» Trecho do documento
◆ ◆ ◆ ◆ ◆ ◆ ◆
No filme, essa virada ocorre quando do estabelecimento emocional entre Lane e a soldado israelense ferida em combate. O segundo ato de percepção e de consolidação do reconhecer-se no outro ocorre no encontro de Gerry com cientistas da Organização Mundial de Saúde.

A receita, amplamente detalhada por Campbell no livro “O Herói de Mil Faces” é utilizada no filme e mostra um ser ordinário (Gerry Lane) ainda muito agarrado a questões e demandas estritamente pessoais (o que, na gnosiologia poderia indicar alguém fortemente influenciado pela matéria) que paulatinamente inicia um percurso de distanciamento e, o mais importante, de depuração da sensibilidade (mais próximo, então, do suprasensível).

Num dos momentos do longa (segunda metade da obra), Lane definitivamente já vê o “outro” não como um mero ser separado de si, mas como uma possibilidade de identificação e de trocas intersubjetivas. Há, então, uma mudança de perspectiva do personagem, que passa a perceber no próprio caos a saída para tamanho conflito.

Quando Gerry Lane percebe que a “cura” está na própria doença, por analogia ele reconhece (como no mito do herói) que as respostas de que sempre procurou estão mais próximas do que se imagina: por que não dentro dele mesmo? Dentro de cada um de nós?
◆ ◆ ◆ ◆ ◆ ◆ ◆
Excertos de dados:
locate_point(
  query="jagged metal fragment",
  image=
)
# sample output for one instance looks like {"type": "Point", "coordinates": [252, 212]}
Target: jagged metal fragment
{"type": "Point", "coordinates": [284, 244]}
◆ ◆ ◆ ◆ ◆ ◆ ◆
» Tarefas a realizar
a. Transcreva do trecho sobre o filme a passagem que vai de "No filme, essa" até "Mundial de Saúde.".
b. Com base no trecho sobre o filme, explique o que leva Gerry Lane a reconhecer que as respostas que procurou estão mais próximas do que se imagina.
c. Segundo o trecho sobre o filme, com quem se dá o encontro de Gerry que constitui o segundo ato de percepção e de consolidação do reconhecer-se no outro?

» Respostas ao exercício
a.
No filme, essa virada ocorre quando do estabelecimento emocional entre Lane e a soldado israelense ferida em combate. O segundo ato de percepção e de consolidação do reconhecer-se no outro ocorre no encontro de Gerry com cientistas da Organização Mundial de Saúde.

b. Gerry Lane percebe que a "cura" está na própria doença. Por analogia, como no mito do herói, ele reconhece que as respostas que sempre procurou estão mais próximas do que se imagina.

c. Com cientistas da Organização Mundial de Saúde.